Ejercicio escrito A: Informa de todas las líneas de las filas que contienen la cadena "poms", copiándolas tal cual. Distingue entre mayúsculas y minúsculas.

Texto citado:
☆ ☆ ☆ ☆ ☆

Descargaría cerca de 178MB que es mucho para mi coneccion, asi que me voy a armar de paciencia para este paso.

Como ven hay parámetro en rojo y azul, les pregunto ¿los parámetros que están en rojo y azul deberían estar en mi make.conf? ¿Que significan estos colores y que me quiere decir?

Desde ya gracias por su ayuda.

Saludos a todos.

----------

## opotonil

Las USE que NO tienen un simbolo "-" (las que estan en rojo) son con las que se va a compilar el paquete y las que SI tienen un simbolo "-" (las que estan en azul) son las que no se utilizaran en la compilacion del paquete.

Las USE en rojo vienen dadas por el perfil seleccionado, el make.conf y /etc/portage/package.use por ejemplo en VIDEO_CARDS te aparece en rojo nvidia por haberla añadido al make.conf lo que dara soporte para nvidia al paquete xorg-drivers.

☆ ☆ ☆ ☆ ☆

Ejercicio escrito B: Escribe cómo sigue el hilo sobre las USE y el make.conf a partir de su última oración.

Datos del ejercicio:
☆ ☆ ☆ ☆ ☆

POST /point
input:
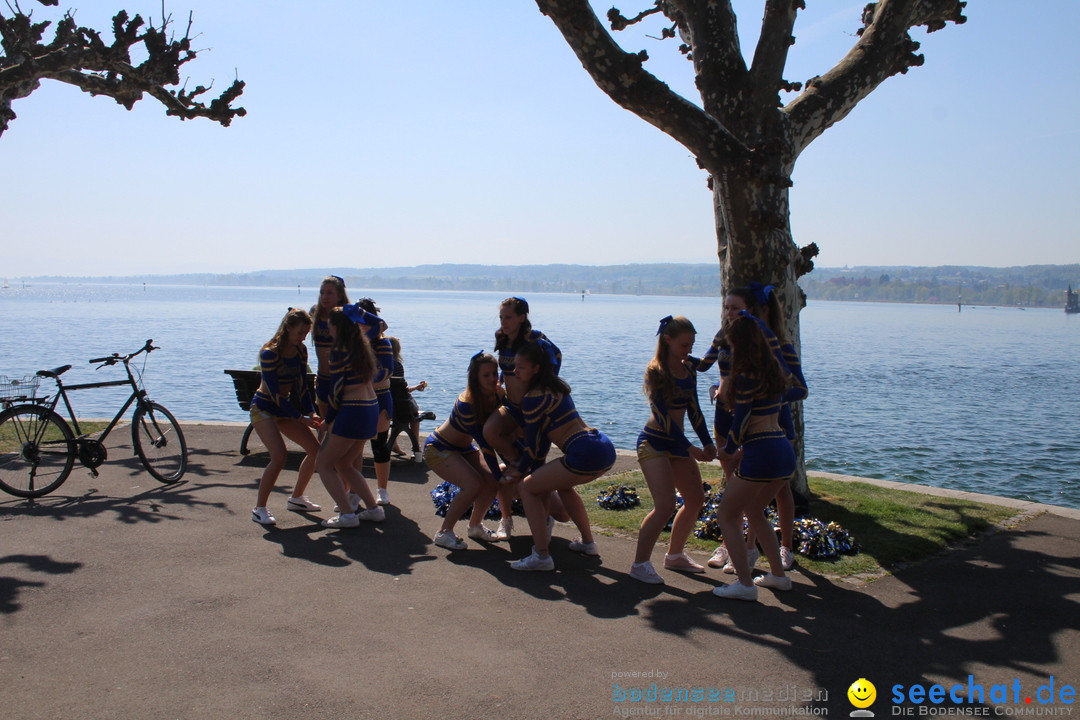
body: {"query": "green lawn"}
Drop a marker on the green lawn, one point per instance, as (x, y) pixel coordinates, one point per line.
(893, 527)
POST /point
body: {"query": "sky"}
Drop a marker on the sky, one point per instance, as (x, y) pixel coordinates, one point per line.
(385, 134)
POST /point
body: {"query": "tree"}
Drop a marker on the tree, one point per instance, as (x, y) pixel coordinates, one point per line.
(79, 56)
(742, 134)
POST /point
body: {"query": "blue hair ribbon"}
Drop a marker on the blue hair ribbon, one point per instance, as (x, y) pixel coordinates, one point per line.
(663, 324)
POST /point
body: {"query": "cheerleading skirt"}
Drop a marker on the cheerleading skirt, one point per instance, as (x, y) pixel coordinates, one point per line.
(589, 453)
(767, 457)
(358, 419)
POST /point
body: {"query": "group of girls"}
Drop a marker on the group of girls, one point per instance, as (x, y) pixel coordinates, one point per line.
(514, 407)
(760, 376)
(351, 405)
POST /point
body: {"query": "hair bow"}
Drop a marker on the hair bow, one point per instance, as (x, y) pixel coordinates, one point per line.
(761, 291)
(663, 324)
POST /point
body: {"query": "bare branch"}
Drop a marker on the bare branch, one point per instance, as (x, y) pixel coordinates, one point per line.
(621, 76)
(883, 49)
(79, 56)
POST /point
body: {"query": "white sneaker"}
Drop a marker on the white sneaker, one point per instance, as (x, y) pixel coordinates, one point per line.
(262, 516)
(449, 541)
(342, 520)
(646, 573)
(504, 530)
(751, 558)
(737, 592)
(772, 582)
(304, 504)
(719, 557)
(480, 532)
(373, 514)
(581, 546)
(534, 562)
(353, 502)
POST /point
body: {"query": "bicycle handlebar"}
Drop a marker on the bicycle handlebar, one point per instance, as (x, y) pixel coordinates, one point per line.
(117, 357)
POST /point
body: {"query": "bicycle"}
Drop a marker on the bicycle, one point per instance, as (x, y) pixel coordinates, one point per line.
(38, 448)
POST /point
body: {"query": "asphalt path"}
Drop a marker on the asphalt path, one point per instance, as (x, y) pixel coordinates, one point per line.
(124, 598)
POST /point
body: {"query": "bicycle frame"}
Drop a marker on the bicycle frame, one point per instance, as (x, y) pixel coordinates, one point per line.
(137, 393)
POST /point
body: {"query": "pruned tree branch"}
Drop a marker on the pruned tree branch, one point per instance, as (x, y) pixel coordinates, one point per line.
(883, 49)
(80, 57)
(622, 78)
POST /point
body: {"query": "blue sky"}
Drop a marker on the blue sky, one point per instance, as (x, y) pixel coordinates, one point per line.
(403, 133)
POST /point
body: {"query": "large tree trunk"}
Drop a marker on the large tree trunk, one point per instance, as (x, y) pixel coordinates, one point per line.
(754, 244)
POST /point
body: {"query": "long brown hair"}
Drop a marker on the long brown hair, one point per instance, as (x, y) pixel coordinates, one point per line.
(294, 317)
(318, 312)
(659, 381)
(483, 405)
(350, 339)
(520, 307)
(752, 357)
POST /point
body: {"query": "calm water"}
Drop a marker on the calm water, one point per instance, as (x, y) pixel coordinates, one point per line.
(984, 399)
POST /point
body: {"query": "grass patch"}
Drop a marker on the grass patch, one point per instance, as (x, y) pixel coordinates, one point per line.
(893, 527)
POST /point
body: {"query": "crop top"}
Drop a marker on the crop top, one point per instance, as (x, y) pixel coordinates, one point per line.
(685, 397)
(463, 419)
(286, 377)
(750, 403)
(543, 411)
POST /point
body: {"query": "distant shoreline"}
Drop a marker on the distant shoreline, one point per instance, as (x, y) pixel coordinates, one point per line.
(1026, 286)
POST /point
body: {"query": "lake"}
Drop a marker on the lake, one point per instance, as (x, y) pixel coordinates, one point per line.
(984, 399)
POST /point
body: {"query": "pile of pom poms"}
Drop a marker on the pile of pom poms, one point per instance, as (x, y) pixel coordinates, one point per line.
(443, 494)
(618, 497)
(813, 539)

☆ ☆ ☆ ☆ ☆

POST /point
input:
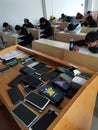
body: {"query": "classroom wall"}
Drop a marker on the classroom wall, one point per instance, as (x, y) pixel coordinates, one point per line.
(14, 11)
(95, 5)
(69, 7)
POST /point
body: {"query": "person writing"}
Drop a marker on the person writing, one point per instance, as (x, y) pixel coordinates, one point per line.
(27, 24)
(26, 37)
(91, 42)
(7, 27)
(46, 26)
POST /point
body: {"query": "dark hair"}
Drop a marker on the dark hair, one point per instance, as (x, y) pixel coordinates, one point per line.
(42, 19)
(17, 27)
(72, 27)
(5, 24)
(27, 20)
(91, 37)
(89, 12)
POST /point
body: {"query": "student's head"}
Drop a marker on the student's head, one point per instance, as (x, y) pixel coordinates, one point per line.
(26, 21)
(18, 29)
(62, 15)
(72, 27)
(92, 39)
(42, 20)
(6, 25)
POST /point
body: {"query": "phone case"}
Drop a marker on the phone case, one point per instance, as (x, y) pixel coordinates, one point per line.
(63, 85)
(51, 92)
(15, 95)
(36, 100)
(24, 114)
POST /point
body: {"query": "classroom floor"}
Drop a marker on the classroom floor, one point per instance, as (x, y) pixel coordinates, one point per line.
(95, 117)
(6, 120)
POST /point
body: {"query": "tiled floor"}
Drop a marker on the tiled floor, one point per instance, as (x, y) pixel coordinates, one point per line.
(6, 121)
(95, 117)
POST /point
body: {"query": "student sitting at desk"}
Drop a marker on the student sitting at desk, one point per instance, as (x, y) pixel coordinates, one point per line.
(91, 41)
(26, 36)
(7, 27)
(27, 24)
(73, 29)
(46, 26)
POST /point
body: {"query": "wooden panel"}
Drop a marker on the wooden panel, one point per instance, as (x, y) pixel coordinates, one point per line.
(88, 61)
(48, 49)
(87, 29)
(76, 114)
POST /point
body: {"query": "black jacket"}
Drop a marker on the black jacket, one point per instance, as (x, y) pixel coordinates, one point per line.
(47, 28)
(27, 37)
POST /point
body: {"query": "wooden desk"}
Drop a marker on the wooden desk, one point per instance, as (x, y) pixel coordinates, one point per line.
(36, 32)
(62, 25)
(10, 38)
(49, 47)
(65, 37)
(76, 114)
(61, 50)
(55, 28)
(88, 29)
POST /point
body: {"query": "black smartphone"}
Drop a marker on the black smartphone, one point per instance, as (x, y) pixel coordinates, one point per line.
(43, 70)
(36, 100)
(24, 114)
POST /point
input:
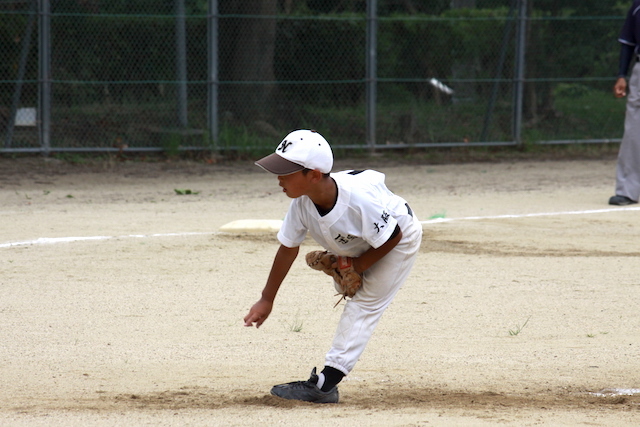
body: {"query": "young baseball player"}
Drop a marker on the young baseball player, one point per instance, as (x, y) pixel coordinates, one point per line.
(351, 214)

☆ ☆ ☆ ☆ ☆

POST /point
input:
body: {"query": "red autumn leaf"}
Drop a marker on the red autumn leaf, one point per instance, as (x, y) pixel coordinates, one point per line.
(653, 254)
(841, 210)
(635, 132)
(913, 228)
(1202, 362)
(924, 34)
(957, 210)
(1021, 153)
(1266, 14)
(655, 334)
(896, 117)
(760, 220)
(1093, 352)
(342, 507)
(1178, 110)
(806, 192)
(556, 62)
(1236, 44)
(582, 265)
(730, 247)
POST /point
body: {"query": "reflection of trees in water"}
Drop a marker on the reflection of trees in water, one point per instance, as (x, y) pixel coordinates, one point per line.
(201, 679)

☆ ☆ ☆ ☆ ☆

Respuesta A:
body: {"query": "pile of pom poms"}
Drop a marker on the pile of pom poms, one point per instance, as (x, y) pixel coordinates, one point per line.

Respuesta B:
Hecha un ojo a: http://www.gentoo.org/doc/es/handbook/handbook-amd64.xml?part=2&chap=2

Salu2.Last edited by opotonil on Mon Jun 21, 2010 9:50 am; edited 1 time in total

----------

## edgar-eloy

 *opotonil wrote:*   

> Las USE que NO tienen un simbolo "-" (las que estan en rojo) son con las que se va a compilar el paquete y las que SI tienen un simbolo "-" (las que estan en azul) son las que no se utilizaran en la compilacion del paquete.
> 
> Las USE en rojo vienen dadas por el perfil seleccionado, el make.conf y /etc/portage/package.use por ejemplo en VIDEO_CARDS te aparece en rojo nvidia por haberla añadido al make.conf lo que dara soporte para nvidia al paquete xorg-drivers.
> 
> Hecha un ojo a: http://www.gentoo.org/doc/es/handbook/handbook-amd64.xml?part=2&chap=2
> ...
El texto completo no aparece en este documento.